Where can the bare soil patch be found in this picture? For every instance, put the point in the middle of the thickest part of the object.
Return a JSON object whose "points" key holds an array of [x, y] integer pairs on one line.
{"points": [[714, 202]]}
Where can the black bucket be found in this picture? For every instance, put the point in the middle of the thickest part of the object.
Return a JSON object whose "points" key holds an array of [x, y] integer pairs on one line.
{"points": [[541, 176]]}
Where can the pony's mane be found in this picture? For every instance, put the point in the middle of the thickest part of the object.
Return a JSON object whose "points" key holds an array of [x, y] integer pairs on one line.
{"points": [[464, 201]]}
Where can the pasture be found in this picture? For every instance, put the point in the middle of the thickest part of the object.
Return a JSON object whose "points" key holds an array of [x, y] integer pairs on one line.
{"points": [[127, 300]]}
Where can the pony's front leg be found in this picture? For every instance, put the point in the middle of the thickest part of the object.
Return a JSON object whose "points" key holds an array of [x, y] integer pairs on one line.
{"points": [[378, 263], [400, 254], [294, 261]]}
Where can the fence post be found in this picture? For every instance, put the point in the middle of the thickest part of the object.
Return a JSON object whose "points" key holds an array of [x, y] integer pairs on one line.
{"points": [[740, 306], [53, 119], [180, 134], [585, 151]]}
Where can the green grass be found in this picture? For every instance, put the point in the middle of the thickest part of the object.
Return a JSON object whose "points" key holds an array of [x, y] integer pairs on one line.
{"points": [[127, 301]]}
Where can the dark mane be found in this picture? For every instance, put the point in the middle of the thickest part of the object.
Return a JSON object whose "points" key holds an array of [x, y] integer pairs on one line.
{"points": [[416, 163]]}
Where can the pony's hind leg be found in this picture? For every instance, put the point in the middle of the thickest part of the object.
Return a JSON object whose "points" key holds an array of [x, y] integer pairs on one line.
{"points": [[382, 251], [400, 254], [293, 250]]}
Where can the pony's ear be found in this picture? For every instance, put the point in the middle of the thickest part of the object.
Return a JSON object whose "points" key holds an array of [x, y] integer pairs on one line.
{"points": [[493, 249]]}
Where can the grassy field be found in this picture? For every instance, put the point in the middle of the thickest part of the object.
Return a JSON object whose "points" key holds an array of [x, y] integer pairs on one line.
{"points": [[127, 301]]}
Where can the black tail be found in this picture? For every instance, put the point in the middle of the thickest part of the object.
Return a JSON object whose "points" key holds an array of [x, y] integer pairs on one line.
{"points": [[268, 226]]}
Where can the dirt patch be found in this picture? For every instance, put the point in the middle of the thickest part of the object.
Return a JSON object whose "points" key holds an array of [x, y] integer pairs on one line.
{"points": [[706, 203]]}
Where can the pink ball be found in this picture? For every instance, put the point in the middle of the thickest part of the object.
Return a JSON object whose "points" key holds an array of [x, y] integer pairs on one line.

____________

TASK INSTRUCTIONS
Write out the lines from the one containing "Where can the pink" through the last line of the records above. Include both of those lines and nothing else.

ANSWER TO THIS PROBLEM
Where can the pink ball be found in this picture? For every instance, put the point in the middle of the thickest part of the object.
Return a JSON object whose "points" key holds an array of [x, y] integer pairs on one line.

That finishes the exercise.